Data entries

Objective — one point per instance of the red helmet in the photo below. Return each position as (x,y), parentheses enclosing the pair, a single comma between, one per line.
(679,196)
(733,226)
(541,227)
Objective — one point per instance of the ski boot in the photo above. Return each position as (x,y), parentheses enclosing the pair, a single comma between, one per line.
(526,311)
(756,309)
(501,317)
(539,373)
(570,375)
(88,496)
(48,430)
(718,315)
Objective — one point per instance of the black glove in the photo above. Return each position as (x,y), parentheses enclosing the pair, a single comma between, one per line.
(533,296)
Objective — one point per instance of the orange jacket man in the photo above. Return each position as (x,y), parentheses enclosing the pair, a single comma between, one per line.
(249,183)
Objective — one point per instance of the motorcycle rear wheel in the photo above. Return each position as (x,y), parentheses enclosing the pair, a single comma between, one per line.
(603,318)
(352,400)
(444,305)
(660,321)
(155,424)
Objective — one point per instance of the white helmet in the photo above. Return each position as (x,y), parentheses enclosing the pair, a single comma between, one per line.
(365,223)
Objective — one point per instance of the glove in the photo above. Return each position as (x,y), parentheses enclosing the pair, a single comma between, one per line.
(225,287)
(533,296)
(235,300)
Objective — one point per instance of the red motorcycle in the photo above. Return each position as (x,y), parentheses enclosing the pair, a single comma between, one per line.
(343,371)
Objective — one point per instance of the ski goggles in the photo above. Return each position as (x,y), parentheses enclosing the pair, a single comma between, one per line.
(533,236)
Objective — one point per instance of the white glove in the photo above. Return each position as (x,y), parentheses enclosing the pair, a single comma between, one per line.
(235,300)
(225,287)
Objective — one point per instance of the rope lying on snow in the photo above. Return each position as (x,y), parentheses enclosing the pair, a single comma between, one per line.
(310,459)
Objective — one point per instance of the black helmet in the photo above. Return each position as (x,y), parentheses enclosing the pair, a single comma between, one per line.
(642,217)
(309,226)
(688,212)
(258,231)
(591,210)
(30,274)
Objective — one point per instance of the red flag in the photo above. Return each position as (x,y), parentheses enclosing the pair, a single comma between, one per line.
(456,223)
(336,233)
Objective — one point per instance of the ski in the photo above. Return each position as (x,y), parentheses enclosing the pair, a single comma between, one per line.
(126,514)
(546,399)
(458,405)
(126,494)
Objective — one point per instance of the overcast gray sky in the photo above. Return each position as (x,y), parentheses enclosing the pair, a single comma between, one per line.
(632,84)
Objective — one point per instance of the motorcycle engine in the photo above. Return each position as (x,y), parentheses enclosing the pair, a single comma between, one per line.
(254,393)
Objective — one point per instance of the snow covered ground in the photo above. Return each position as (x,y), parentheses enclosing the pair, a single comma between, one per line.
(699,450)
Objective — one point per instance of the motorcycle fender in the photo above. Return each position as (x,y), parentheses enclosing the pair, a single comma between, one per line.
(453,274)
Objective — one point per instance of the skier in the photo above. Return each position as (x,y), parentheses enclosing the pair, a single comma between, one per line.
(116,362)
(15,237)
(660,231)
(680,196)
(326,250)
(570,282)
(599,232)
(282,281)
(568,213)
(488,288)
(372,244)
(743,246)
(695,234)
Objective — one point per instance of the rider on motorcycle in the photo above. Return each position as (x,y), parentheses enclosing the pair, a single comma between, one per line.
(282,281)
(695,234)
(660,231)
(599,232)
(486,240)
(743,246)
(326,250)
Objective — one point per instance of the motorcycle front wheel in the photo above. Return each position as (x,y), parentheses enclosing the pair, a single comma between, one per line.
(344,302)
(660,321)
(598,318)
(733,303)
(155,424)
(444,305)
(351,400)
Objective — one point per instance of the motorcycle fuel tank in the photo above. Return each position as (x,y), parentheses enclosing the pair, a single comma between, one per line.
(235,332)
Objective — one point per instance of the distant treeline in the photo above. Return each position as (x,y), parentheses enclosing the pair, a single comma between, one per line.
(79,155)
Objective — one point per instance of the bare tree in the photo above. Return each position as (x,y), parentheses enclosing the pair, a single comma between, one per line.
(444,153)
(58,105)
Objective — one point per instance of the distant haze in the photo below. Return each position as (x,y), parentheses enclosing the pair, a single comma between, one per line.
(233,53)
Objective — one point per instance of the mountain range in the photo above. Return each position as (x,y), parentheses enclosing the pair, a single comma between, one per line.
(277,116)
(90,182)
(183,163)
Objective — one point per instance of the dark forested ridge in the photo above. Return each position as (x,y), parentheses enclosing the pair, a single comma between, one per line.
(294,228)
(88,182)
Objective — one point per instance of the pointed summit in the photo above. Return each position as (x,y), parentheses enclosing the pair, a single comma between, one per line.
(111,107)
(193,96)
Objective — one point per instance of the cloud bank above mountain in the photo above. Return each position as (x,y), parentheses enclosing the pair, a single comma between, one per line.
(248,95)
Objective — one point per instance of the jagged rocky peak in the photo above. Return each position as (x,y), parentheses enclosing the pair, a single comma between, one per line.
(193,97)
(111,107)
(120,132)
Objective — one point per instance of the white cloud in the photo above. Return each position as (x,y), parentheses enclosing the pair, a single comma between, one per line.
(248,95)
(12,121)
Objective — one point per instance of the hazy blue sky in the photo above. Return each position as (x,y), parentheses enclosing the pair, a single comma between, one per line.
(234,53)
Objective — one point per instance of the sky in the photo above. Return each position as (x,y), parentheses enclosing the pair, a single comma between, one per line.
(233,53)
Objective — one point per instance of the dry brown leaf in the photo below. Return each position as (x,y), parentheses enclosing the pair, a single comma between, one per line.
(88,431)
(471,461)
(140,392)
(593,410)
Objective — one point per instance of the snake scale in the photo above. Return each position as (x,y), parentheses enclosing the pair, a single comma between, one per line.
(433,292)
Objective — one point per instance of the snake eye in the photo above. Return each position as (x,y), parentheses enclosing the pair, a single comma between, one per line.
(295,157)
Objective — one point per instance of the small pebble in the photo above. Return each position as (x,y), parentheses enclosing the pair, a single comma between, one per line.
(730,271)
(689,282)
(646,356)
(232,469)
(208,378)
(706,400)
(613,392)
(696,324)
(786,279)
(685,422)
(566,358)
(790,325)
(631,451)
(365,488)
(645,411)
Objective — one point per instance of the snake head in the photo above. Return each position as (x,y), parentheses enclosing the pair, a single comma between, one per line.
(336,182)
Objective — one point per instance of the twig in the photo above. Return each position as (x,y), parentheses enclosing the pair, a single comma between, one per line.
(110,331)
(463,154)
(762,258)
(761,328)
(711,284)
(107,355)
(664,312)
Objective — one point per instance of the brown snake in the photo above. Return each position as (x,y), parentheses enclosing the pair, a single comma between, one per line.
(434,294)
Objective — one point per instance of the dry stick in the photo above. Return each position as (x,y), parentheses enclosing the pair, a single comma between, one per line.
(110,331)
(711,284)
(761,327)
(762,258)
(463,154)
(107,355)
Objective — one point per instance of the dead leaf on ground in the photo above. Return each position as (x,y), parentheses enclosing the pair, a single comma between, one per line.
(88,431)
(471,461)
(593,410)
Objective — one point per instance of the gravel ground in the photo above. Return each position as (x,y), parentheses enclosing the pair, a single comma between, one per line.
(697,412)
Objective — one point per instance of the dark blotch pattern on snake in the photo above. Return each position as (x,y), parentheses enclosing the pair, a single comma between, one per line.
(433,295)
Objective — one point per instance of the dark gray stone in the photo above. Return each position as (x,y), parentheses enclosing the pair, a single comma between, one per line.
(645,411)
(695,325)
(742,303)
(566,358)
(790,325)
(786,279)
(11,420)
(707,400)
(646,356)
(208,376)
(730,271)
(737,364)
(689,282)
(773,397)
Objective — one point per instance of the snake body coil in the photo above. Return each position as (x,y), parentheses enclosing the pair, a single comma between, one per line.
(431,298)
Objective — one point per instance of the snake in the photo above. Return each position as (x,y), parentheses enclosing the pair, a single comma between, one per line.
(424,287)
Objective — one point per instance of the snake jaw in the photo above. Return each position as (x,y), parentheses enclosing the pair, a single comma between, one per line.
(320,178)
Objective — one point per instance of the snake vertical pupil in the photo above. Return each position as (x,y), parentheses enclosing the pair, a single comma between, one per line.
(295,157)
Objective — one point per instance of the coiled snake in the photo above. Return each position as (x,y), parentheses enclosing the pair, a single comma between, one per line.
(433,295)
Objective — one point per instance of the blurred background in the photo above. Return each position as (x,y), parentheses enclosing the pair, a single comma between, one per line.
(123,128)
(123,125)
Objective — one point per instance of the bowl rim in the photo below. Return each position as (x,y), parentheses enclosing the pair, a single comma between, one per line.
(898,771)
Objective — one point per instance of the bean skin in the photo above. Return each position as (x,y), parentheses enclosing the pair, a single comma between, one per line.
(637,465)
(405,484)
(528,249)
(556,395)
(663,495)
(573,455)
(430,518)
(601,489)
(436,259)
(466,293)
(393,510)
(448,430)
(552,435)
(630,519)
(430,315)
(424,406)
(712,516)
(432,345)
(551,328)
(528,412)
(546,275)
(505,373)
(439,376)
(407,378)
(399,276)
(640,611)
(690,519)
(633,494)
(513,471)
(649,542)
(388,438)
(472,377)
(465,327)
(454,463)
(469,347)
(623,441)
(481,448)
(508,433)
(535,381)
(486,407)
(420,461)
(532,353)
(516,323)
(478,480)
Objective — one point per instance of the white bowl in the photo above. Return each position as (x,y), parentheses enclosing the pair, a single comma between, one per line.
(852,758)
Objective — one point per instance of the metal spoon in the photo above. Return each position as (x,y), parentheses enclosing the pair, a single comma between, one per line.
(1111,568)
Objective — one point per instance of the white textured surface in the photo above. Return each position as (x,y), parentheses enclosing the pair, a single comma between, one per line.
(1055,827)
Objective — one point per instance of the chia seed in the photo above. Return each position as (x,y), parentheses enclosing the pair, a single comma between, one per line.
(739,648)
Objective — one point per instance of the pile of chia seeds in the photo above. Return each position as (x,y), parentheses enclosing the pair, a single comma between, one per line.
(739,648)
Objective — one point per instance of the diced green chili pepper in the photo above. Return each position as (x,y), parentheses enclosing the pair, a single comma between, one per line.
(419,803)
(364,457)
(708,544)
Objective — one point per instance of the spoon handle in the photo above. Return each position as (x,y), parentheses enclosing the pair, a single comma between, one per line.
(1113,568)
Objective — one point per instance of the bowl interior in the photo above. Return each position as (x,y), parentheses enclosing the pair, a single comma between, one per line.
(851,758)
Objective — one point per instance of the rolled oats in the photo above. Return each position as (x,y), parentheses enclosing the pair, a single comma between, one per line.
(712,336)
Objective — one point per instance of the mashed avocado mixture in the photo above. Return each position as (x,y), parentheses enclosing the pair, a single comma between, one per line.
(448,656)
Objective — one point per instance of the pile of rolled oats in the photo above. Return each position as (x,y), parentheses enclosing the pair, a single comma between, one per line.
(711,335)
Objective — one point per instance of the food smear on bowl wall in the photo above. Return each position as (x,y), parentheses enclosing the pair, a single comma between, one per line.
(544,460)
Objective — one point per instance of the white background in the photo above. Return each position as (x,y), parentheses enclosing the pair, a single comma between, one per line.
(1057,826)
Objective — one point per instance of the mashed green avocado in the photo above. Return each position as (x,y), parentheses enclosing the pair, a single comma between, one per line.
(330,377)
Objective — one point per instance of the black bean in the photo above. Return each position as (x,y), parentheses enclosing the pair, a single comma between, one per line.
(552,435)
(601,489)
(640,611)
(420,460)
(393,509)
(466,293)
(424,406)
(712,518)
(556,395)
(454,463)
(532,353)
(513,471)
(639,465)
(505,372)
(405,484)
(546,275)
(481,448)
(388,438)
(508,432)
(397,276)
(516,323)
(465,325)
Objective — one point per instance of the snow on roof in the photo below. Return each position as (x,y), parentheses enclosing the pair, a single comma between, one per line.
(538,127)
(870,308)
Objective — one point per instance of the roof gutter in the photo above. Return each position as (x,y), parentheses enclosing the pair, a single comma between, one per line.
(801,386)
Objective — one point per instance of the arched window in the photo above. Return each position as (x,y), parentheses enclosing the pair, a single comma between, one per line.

# WHAT IS REQUIRED:
From the line containing "Objective — one point per instance of the snow on" down to the last line of the data above, copy every line exactly; leave out all other lines.

# SOLUTION BELOW:
Objective — one point per instance of the snow on roof in the photo below. Return each position as (x,y), parentheses enclosing the pair, a single comma between, one per line.
(538,127)
(870,308)
Objective — one point per instance of the roof gutter in the photo above. Return each position as (x,y), parentheses enclosing the pair, a single comma between, one per line.
(801,386)
Objective — one point per instance of the arched window in the photo above. Return each position as (x,y), parentheses enclosing the pair, a single comma between, one per line.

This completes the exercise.